Document section =
** begin **

Note : In the BankAccount abstract class, the methods __eq__(), has_enough_collateral(), __str__() and add_interest() are abstract and so it is the responsible of subclasses to implement them.

SavingsAccount class

Good πŸ˜ƒ

class SavingAccount(BankAccount):
    def __init__(self, acc_number: str, amount: float, name: str):
        BankAccount.__init__(self, acc_number, amount, name)

    def __eq__(self, other: SavingsAccount) -> bool:
         if isinstance(other, SavingsAccount):
            return self.acc_number == other.acc_number


    def has_enough_collateral(self, loan: float) -> bool:
        if loan < self.amount / 2:
            return True


    def __str__(self) -> str:
        return f'Saving Account acc number : {self.acc_number}'


    def add_interest(self) -> None:
        self.deposit(0.1 * self.amount)

CheckingAccount class

Good πŸ˜ƒ

class CheckingAccount(BankAccount):
    def __init__(self, acc_number: str, amount: float, name: str):
        BankAccount.__init__(self, acc_number, amount, name)

    def __eq__(self, other: SavingsAccount) -> bool:
         if isinstance(other, CheckingAccount):
            return self.acc_number == other.acc_number


    def has_enough_collateral(self, loan: float) -> bool:
        if loan < self.amount / 5:
            return True


    def __str__(self) -> str:
        return f'Checking Account acc number : {self.acc_number}'


    def add_interest(self) -> None:
        self.deposit(0.5 * self.amount)

With this new design, if we ever want to modify the methods common to both classes, we only edit them in the abstract class. This simplifies our codebase maintenance. In fact, this was of organizing code is so ideal for implementing the Replace Ifs with Polymorphism (RIP) principle as we shall see later.

SOLID Principles


Single Responsibility Principle


The single responsibility principle (SRP) instructs developers to write code that has one and only one reason to change. If a class has more than one reason to change, it has more than one responsibility. Classes with more than a single responsibility should be broken down into smaller classes, each of which should have only one responsibility and reason to change.

It is difficult to overstate the importance of delegating to abstractions. It is the lynchpin of adaptive code and, without it, developers would struggle to adapt to changing requirements in the way that Scrum and other Agile processes demand.

Let us meet Vincent. Vincent is a developer and he loves his job really a lot. Vincent loves to keep learning and he buys books that talk about software but he is always busy that he fails to read them. Vincent has a new client that wants an application developed for him.

The client wants a program that reads trade records from a file, parse them, log any errors, process the records and them save them to a database.

** end **

Directives =
a. Return the passage of the SOLID principles tutorial that begins at the words "Note : In the" and stops after "to implement them.", copied word for word.
b. Answer these questions using the SOLID principles tutorial:
(i) In the CheckingAccount class, has_enough_collateral returns True when the loan is less than the amount divided by what number?
(ii) According to the single responsibility principle, what does a class with more than one reason to change have?
(iii) From what does the client's program read trade records?
c. Extend the SOLID principles tutorial, beginning right after its final sentence.

Extracted material =

** begin **

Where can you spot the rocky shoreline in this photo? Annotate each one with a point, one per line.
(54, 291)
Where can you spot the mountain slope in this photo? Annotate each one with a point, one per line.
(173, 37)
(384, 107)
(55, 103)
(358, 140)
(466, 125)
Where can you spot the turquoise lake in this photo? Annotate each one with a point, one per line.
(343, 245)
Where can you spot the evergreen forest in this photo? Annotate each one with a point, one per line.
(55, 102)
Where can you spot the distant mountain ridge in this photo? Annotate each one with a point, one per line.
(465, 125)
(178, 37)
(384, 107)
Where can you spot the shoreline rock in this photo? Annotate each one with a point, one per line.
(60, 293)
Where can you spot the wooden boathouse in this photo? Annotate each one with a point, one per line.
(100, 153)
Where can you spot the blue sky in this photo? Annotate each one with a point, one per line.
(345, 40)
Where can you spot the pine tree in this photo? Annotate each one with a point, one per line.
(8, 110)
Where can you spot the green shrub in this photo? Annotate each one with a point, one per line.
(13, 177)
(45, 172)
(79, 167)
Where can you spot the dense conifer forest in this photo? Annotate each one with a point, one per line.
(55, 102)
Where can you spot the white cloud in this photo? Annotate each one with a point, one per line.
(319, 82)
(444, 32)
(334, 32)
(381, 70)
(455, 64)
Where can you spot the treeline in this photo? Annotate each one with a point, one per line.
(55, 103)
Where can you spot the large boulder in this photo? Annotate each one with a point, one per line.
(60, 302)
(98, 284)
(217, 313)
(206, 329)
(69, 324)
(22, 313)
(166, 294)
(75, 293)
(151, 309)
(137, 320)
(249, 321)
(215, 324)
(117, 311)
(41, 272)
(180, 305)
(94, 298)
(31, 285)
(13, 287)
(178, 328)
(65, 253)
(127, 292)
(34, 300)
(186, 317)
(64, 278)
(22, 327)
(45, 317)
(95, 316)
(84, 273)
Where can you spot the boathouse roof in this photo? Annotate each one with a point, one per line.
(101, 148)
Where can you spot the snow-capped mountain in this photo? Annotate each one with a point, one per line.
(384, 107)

** end **

Results of the exercise =
a.
Note : In the BankAccount abstract class, the methods __eq__(), has_enough_collateral(), __str__() and add_interest() are abstract and so it is the responsible of subclasses to implement them.

b.
(i) 5
(ii) More than one responsibility
(iii) A file

c.
The data is stored in the following format. The first 3 capitals are the source currency code, the next 3 capitals are the destination currency code. The first integer is the lot and the last float is the price.

UGAUSD,2,45.3
UGAUSD,7,76.4
UGAEUR,7,76.4
HJDSGS,1,76.3
ygfuhf,tj,89

With these requirements, Vincent works out a first prototype of this application and tests to see if it works as the client wanted. Below is the class code.

TradeProcessor

from typing import List
from sqlalchemy import create_engine, Column, Integer, String, Float
from sqlalchemy.orm import sessionmaker
from base import Base

class TradeProcessor(object):
    @staticmethod
    def process_trades(filename):
        lines: List[str] = []
        with open(filename) as ft:
            for line in ft: lines.append(line)
        trades: List[TradeRecord] = []

        for index, line in enumerate(lines):
            fields = line.split(',')
            if len(fields) != 3:
                print(f'Line {index} malformed. Only {len(fields)} field(s) found.')
                continue
            if len(fields[0]) != 6:
                print(f'Trade currencies on line {index} malformed: "{fields[0]}"')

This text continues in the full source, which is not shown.